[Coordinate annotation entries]
*-*-*

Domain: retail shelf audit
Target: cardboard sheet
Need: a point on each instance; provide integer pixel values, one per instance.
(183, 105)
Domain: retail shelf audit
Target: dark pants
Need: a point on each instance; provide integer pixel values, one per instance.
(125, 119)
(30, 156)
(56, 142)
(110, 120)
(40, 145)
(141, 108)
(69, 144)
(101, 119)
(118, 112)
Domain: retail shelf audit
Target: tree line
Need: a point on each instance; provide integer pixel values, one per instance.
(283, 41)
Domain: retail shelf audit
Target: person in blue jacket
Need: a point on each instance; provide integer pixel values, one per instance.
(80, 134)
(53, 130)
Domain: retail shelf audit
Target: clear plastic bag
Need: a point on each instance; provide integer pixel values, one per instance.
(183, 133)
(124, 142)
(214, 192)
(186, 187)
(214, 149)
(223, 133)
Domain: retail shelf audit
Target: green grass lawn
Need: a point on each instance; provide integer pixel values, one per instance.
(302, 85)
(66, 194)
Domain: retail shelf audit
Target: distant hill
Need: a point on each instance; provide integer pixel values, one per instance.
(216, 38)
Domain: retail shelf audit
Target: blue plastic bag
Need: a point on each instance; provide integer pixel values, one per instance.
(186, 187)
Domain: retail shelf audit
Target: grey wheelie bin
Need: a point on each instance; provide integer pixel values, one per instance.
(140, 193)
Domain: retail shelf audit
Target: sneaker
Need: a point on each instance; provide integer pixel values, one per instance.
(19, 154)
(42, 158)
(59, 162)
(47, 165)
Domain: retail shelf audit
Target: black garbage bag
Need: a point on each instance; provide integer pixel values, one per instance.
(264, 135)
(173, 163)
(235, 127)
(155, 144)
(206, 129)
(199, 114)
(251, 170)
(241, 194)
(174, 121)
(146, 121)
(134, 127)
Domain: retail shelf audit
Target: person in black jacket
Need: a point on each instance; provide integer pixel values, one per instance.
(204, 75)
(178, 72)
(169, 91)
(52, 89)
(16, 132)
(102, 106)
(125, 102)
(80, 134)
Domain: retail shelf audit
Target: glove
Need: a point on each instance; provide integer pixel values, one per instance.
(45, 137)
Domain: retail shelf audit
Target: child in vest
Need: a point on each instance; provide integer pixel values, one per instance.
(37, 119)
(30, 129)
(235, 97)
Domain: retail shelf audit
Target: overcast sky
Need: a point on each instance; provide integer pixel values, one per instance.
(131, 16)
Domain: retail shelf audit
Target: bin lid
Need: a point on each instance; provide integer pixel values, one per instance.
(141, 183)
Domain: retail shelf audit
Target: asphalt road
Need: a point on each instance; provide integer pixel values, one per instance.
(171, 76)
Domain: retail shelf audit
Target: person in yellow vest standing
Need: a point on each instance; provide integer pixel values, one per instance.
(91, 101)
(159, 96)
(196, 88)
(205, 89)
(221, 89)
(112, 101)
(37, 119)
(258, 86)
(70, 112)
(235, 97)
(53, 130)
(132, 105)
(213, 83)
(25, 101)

*-*-*

- **WRITTEN TASK**
Recopy the entries above exactly, with every line included.

- **OUTPUT OF THE EXERCISE**
Domain: retail shelf audit
Target: cardboard sheet
Need: a point on each instance; provide integer pixel values, one per instance.
(183, 105)
Domain: retail shelf audit
Target: dark pants
Need: a point on each instance; provide integer pixel values, one per instance.
(125, 119)
(30, 156)
(56, 142)
(110, 120)
(40, 145)
(141, 108)
(69, 144)
(101, 119)
(118, 112)
Domain: retail shelf audit
Target: tree line
Need: a point on each instance; provide integer pixel values, one per instance.
(283, 41)
Domain: retail shelf audit
Target: person in blue jacket
Need: a point on each instance; provide integer pixel values, one per instance.
(80, 134)
(53, 130)
Domain: retail shelf audit
Target: clear plastic bag
Need: a point on each instance; provide integer pixel values, one per instance.
(183, 133)
(124, 142)
(214, 192)
(186, 187)
(214, 149)
(223, 133)
Domain: retail shelf audit
Target: green grass lawn
Need: a point on each instance; provide integer pixel values, one per instance.
(302, 85)
(66, 194)
Domain: retail shelf audit
Target: distant hill
Need: a point on each instance; provide integer pixel values, one per instance.
(216, 38)
Domain: retail shelf audit
Target: blue plastic bag
Need: a point on each instance; provide integer pixel values, one per instance.
(186, 187)
Domain: retail shelf audit
Target: grey wheelie bin
Need: a point on each instance; provide integer pixel values, one per instance.
(140, 193)
Domain: retail shelf audit
Target: sneaker
Need: a point on each instance; provide integer pixel values, one per instance.
(19, 154)
(42, 158)
(59, 162)
(47, 165)
Domain: retail shelf audit
Target: black garbage bag
Need: a point on each instance; provide integer pixel values, one per instance.
(264, 135)
(173, 163)
(235, 127)
(155, 144)
(206, 129)
(199, 114)
(251, 170)
(241, 194)
(174, 121)
(146, 121)
(134, 127)
Domain: retail shelf audit
Target: person in black jacket
Need: a point on each instance; provide integer pixel values, one per instance.
(204, 75)
(178, 72)
(169, 91)
(52, 89)
(16, 132)
(102, 106)
(125, 102)
(80, 134)
Domain: retail shelf audit
Target: glove
Need: a point on each instance; provide integer pixel values, one per instance.
(45, 137)
Domain: retail shelf audit
Target: child in vest
Need: a point on each instance; provide integer pixel values, one per instance.
(37, 119)
(30, 129)
(235, 97)
Domain: retail shelf audit
Target: overcast sky
Need: a point on each instance; provide integer pixel values, one per instance.
(131, 16)
Domain: retail shelf audit
Target: bin lid
Need: a point on each instance; provide integer pixel values, one per instance.
(141, 183)
Domain: retail shelf audit
Target: asphalt road
Need: a point on each instance; provide integer pixel values, one per instance.
(171, 76)
Domain: retail shelf audit
Target: person in yellow vest standing
Need: a point on each instance; provide integer pixel values, one per instance.
(91, 101)
(159, 96)
(196, 88)
(205, 89)
(221, 89)
(112, 101)
(37, 119)
(258, 86)
(70, 112)
(235, 97)
(53, 130)
(132, 105)
(213, 83)
(25, 101)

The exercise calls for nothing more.